:: Assigned task ::
This exercise asks for the whole listing to be restated exactly.
====
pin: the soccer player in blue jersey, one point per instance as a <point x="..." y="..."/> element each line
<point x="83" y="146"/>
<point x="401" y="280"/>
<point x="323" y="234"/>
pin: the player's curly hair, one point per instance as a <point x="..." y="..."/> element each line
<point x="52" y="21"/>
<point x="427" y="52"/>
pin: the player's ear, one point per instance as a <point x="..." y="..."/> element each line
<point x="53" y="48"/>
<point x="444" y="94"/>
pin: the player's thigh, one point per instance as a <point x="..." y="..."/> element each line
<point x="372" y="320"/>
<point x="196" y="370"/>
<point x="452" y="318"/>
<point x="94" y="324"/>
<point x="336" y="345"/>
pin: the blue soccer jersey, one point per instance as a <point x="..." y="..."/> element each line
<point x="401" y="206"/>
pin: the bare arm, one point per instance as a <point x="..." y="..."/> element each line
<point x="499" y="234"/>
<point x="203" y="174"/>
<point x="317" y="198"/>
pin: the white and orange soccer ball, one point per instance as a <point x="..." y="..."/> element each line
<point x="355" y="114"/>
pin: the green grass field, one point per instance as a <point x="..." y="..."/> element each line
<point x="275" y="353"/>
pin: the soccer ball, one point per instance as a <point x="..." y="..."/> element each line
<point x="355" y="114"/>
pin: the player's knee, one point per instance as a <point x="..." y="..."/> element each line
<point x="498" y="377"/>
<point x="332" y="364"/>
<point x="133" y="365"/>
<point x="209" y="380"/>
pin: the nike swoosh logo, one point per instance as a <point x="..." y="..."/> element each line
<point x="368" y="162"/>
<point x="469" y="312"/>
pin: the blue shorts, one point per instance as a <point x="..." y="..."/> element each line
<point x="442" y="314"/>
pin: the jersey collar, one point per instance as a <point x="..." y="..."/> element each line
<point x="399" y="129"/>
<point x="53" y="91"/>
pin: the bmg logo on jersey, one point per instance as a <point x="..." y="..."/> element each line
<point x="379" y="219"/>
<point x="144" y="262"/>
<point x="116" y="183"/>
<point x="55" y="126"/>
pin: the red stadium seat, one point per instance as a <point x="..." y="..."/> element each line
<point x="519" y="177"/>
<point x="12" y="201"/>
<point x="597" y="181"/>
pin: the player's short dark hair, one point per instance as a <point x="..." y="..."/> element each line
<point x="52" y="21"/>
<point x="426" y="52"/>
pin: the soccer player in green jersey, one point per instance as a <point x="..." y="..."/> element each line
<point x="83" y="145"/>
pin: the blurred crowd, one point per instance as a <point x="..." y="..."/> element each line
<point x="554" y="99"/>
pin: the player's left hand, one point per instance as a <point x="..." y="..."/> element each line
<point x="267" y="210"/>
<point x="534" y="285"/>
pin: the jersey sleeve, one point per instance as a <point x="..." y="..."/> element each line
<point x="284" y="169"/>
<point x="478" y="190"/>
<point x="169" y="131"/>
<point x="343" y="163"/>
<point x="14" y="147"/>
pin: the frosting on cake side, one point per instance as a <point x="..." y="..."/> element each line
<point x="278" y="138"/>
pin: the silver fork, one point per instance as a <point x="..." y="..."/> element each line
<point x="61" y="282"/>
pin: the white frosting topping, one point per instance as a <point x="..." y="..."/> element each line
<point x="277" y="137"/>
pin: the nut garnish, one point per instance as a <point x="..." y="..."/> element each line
====
:: Completed task ::
pin: the soccer player in blue jersey, one point per instance as a <point x="..." y="..."/> element each line
<point x="83" y="146"/>
<point x="401" y="280"/>
<point x="323" y="234"/>
pin: the player's curly hair, one point per instance as a <point x="..." y="..."/> element each line
<point x="52" y="21"/>
<point x="427" y="52"/>
pin: the player's ear, one point per instance as a <point x="..." y="..."/> element each line
<point x="53" y="48"/>
<point x="444" y="94"/>
pin: the player's thigh, one point per instance as a <point x="..." y="..."/> element each line
<point x="372" y="320"/>
<point x="196" y="370"/>
<point x="452" y="318"/>
<point x="94" y="324"/>
<point x="336" y="345"/>
pin: the blue soccer jersey, one point per instance as a <point x="..." y="..."/> element each line
<point x="401" y="206"/>
pin: the bare arm, one point per instance as a <point x="..." y="..."/> element each line
<point x="499" y="234"/>
<point x="203" y="174"/>
<point x="317" y="198"/>
pin: the white and orange soccer ball, one point per instance as a <point x="..." y="..."/> element each line
<point x="355" y="114"/>
pin: the green grass field, one point per instance as a <point x="..." y="..."/> element each line
<point x="275" y="353"/>
pin: the soccer ball, one point per instance as a <point x="..." y="..."/> element each line
<point x="355" y="114"/>
pin: the player's knee, one point per instance as a <point x="..." y="..."/> element each line
<point x="498" y="377"/>
<point x="332" y="364"/>
<point x="133" y="365"/>
<point x="209" y="380"/>
pin: the nike swoosh logo, one point per instance as a <point x="..." y="..."/> element each line
<point x="368" y="162"/>
<point x="469" y="312"/>
pin: the blue shorts, one point per instance as a <point x="..." y="..."/> element each line
<point x="442" y="314"/>
pin: the jersey collar, one point per instance as a <point x="..." y="..."/> element each line
<point x="399" y="129"/>
<point x="53" y="91"/>
pin: the bmg logo on jersey, one point per instance as a <point x="..." y="..."/> element each line
<point x="379" y="219"/>
<point x="144" y="262"/>
<point x="116" y="183"/>
<point x="55" y="126"/>
pin: the red stadium seat, one point per instance as a <point x="..." y="..."/> element each line
<point x="519" y="177"/>
<point x="12" y="201"/>
<point x="597" y="181"/>
pin: the player's short dark hair, one point per instance as a <point x="..." y="..."/> element each line
<point x="52" y="21"/>
<point x="426" y="52"/>
pin: the soccer player in green jersey, one point per instance as a <point x="..." y="..."/> element each line
<point x="83" y="145"/>
pin: the blurred crowd, one point per instance as a <point x="..." y="..."/> element each line
<point x="554" y="99"/>
pin: the player's left hand, one point per instance as a <point x="..." y="..."/> element each line
<point x="267" y="210"/>
<point x="534" y="285"/>
pin: the jersey sleeve, one point per instance as a <point x="..." y="..."/> element each line
<point x="284" y="169"/>
<point x="478" y="190"/>
<point x="169" y="131"/>
<point x="343" y="163"/>
<point x="14" y="147"/>
pin: the frosting on cake side, one point per instance as a <point x="..." y="..."/> element each line
<point x="278" y="138"/>
pin: the silver fork, one point per instance as a <point x="..." y="..."/> element each line
<point x="61" y="282"/>
pin: the white frosting topping, one point per instance as a <point x="..." y="..."/> element each line
<point x="277" y="137"/>
pin: the nut garnish, one point per instance as a <point x="..." y="..."/> element each line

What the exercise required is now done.